Can you recast the data as a JSON list of strings, starting with the line that contains "</instance>" and going on through the last line of the data, both included, with one string per line and blank lines left out?
________________
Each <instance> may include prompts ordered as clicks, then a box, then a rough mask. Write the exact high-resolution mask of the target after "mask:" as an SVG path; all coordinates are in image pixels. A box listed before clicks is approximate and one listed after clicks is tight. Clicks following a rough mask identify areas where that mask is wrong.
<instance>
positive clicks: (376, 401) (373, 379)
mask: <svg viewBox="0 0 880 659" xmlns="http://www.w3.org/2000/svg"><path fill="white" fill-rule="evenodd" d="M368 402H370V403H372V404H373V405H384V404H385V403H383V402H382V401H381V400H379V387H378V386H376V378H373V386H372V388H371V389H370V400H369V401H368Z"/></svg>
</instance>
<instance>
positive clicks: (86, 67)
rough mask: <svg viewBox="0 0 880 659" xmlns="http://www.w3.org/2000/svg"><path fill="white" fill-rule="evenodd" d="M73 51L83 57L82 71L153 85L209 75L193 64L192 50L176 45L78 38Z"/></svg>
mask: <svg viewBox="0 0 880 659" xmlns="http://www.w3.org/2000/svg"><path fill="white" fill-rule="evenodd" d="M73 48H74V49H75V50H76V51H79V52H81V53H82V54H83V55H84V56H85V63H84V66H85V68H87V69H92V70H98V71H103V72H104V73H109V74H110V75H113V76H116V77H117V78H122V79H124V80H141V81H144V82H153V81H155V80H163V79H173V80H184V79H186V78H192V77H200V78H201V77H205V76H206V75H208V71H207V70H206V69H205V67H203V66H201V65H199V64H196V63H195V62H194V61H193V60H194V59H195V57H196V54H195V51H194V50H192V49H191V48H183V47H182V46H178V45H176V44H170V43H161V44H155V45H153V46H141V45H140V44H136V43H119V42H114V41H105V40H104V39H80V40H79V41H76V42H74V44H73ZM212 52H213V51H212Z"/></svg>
________________
> _REPLY_
[
  "</instance>",
  "<instance>",
  "positive clicks: (86, 67)",
  "rough mask: <svg viewBox=\"0 0 880 659\" xmlns=\"http://www.w3.org/2000/svg\"><path fill=\"white\" fill-rule=\"evenodd\" d=\"M73 51L83 57L82 71L153 85L209 75L193 64L192 50L176 45L78 38Z\"/></svg>",
  "mask: <svg viewBox=\"0 0 880 659\" xmlns=\"http://www.w3.org/2000/svg\"><path fill=\"white\" fill-rule=\"evenodd\" d=\"M73 48H74V49H75V50H76V51H79V52H81V53H82V54H83V55H84V56H85V63H84V66H85V68H87V69H92V70H98V71H103V72H104V73H109V74H110V75H113V76H116V77H117V78H122V79H124V80H141V81H144V82H153V81H155V80H163V79H173V80H184V79H186V78H192V77H200V78H201V77H205V76H206V75H208V71H207V70H206V69H205V67H203V66H201V65H199V64H196V63H195V62H194V61H193V60H194V59H195V57H196V54H195V51H194V50H192V49H191V48H183V47H182V46H178V45H176V44H170V43H161V44H155V45H153V46H141V45H140V44H136V43H119V42H114V41H105V40H104V39H80V40H79V41H76V42H74V44H73ZM212 52H213V51H212Z\"/></svg>"
]